What needs to be done
Quote, without any change, the line that contains "Wildlife-tally tagging: find every instance of the reflection" and all lines that follow it to the end of the data below.

Recorded data:
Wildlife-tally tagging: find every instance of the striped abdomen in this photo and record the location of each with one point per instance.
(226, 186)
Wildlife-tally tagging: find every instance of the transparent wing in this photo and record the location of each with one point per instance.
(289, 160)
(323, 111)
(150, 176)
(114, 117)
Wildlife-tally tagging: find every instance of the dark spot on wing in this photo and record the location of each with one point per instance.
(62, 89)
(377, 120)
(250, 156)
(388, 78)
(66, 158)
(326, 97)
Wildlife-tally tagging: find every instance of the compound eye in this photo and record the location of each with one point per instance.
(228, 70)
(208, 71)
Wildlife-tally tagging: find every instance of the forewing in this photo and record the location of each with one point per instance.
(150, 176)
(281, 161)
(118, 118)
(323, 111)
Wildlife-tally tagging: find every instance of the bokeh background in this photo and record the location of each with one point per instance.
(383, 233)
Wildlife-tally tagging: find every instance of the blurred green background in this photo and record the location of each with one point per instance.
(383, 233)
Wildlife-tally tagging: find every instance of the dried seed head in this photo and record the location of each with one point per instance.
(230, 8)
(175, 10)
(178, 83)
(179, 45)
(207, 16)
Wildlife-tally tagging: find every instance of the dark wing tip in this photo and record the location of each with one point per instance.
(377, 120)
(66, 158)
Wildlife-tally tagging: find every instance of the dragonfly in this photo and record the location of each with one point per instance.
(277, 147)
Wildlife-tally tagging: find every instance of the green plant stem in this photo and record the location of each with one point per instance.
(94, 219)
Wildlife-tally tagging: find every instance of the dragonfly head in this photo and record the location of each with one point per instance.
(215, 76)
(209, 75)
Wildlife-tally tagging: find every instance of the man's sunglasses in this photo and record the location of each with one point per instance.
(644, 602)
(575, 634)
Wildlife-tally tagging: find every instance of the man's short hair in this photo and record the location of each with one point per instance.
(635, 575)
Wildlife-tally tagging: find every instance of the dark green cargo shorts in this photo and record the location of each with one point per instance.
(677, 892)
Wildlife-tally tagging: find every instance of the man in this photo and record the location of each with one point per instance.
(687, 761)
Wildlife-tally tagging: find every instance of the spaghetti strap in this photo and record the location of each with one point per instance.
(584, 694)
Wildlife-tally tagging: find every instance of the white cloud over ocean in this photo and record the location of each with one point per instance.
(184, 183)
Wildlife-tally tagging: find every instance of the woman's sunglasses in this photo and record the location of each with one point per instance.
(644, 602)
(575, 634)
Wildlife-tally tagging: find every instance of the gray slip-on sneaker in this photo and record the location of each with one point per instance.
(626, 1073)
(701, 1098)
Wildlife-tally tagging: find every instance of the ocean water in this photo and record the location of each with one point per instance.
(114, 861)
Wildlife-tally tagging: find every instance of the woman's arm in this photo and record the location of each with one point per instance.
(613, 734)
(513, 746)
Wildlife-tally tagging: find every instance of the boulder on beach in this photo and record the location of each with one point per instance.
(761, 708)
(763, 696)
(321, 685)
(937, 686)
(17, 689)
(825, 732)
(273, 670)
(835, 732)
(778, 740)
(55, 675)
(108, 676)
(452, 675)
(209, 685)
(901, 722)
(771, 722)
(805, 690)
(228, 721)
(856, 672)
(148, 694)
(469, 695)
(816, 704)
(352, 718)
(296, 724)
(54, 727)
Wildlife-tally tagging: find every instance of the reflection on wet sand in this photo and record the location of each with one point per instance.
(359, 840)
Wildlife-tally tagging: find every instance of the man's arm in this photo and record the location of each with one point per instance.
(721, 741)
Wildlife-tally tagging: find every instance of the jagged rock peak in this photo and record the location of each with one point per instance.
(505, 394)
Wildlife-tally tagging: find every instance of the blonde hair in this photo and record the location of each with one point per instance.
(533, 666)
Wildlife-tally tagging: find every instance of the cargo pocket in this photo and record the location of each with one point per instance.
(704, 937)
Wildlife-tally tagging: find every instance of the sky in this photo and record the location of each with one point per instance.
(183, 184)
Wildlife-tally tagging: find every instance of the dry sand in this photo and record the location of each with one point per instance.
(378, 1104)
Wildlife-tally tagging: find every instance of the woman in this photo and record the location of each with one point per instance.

Output of the exercise
Wildlife-tally tagging: find every instance of the reflection on wet sand in this photo and record the location of each with one point per instance.
(359, 840)
Wildlife-tally tagging: find every instance of the man's arm in this photo and record the location of each with one point per instance.
(721, 741)
Wildlife-tally tagging: find every instance of the jagged rock peak in this photo and record the location of each with one point per instance.
(505, 394)
Wildlife-tally tagging: find every instance of the blonde hair in this photo and record the location of each with one point per instance.
(533, 666)
Wildlife-tally tagging: find every instance of the cargo pocket in this photo and record the location of each with one point per instance.
(704, 937)
Wildlife-tally tagging: find every instance of the sky in this photo and record the location of each with one point per instance.
(183, 184)
Wildlife-tally tagging: find every instance of the dry sand in this photo and record the location of each with one point per instance.
(378, 1104)
Wildlife-tally tagging: find every instance of the woman in this photo and record the location of each with one point per instance.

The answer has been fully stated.